▶ Set exercise
Return all the entries below line for line, without changing a word, and leave the pictures out.

▶ Information shown
+ + + +
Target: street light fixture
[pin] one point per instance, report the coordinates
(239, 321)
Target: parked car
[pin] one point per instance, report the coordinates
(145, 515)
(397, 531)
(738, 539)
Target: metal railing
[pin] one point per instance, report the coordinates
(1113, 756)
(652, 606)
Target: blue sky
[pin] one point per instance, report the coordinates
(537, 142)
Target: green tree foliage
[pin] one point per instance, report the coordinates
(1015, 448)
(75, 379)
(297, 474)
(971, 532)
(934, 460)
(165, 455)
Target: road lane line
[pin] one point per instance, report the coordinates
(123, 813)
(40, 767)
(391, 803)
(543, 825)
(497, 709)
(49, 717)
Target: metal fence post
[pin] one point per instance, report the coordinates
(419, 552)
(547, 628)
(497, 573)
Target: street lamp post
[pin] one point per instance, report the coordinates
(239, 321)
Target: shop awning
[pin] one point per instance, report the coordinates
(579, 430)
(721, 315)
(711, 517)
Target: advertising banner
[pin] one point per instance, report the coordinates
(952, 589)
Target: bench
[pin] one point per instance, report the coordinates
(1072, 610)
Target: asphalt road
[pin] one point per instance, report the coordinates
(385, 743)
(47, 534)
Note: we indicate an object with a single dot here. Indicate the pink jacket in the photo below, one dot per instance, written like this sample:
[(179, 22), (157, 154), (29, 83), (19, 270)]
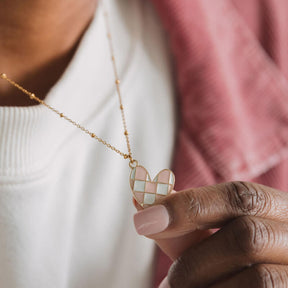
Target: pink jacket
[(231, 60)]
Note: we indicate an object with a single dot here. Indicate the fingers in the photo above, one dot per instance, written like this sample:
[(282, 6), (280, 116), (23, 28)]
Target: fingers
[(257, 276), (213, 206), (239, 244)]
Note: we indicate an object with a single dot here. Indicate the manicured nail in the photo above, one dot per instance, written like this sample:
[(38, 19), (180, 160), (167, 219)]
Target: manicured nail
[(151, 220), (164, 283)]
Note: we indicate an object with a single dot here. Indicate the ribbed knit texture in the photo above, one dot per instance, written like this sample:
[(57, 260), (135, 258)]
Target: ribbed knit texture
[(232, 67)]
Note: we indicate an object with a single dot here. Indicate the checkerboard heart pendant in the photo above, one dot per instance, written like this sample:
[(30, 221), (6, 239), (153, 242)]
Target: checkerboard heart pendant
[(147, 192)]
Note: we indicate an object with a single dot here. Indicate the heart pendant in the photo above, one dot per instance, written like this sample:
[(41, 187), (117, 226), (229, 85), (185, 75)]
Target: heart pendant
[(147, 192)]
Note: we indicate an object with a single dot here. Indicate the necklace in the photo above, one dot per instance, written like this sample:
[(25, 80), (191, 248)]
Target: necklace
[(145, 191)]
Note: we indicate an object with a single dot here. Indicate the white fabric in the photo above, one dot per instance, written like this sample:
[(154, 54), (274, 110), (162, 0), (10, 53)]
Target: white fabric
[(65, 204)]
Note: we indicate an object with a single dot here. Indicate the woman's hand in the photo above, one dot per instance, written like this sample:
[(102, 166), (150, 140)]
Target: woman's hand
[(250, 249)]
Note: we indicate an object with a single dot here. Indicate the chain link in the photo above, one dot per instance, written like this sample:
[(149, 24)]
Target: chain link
+ + + +
▶ Exercise response
Target: street light fixture
[pin] one point per instance, report the coordinates
(239, 321)
Target: parked car
[pin] one point per instance, report the coordinates
(145, 515)
(397, 531)
(738, 539)
Target: metal railing
[pin] one point per instance, report the coordinates
(1113, 756)
(652, 606)
Target: blue sky
[pin] one point per instance, report the coordinates
(537, 142)
Target: green tree foliage
[pin] one point per instance, report the coordinates
(1015, 448)
(75, 379)
(297, 474)
(971, 532)
(934, 460)
(165, 455)
Target: road lane line
[pin] one point per instance, report the coordinates
(123, 813)
(40, 767)
(391, 803)
(543, 825)
(497, 709)
(49, 717)
Target: metal fence post
[pin] one point per instance, report the coordinates
(419, 552)
(547, 628)
(497, 573)
Target: street lamp post
[pin] one point per instance, report the coordinates
(239, 321)
Target: shop awning
[pin] one point per instance, report the coordinates
(579, 430)
(721, 315)
(711, 517)
Target: advertising banner
[pin] one point per instance, report the coordinates
(952, 589)
Target: bench
[pin] one point per instance, report the coordinates
(1072, 610)
Target: asphalt road
[pin] one point per instance, report the coordinates
(385, 743)
(47, 534)
Note: we indicate an object with a single dot here. Indicate the pink jacket in the photo below, one dot per instance, written like this sample:
[(179, 22), (157, 154), (29, 83), (19, 270)]
Target: pink jacket
[(231, 60)]
Note: we indicate an object with a single dot here. Indicate the fingers in the photo above, one dot per instance, written like this sample:
[(282, 6), (280, 116), (23, 28)]
Target: fingers
[(257, 276), (213, 206), (239, 244)]
Note: we indicate an object with a single dot here. Indicate the manicured nail in the photo above, one dot per instance, written like this sample:
[(38, 19), (180, 160), (167, 219)]
Target: manicured nail
[(151, 220), (164, 283)]
Note: we indicate an object with a single dot here. Indicate the ribbed knit texture in the photo above, one dot per instance, written like this sample:
[(57, 260), (135, 258)]
Target: ribbed knit texture
[(232, 67)]
Note: we indicate an object with a single dot here. Indicate the checkerboard heart pendant in the photo above, one dot per instance, written like this sample:
[(30, 221), (6, 239), (153, 242)]
Target: checkerboard heart pendant
[(147, 192)]
Note: we indicate an object with a single dot here. Indicate the heart pendant in the photo above, one dot per instance, written like this sample:
[(41, 187), (117, 226), (229, 85), (185, 75)]
Target: heart pendant
[(147, 192)]
Note: we indicate an object with a single dot here. Indicate the necklace in the photo above, one dot per instance, written like this sample:
[(25, 80), (191, 248)]
Target: necklace
[(145, 191)]
Note: we indicate an object with a single dot here. Indicate the white fabric in the photo above, one dot per instance, written like this sample:
[(154, 54), (274, 110), (162, 0), (10, 53)]
Target: white fabric
[(65, 204)]
Note: we indicate an object with a single dot here. Indicate the woman's hand in the photo above, one dot per instance, written like this sample:
[(102, 166), (150, 140)]
Target: woman's hand
[(250, 249)]
Note: we indicate an object with a single dot here. Indicate the chain link in the photo above, one dot per instance, written like this sample:
[(149, 24)]
Target: chain link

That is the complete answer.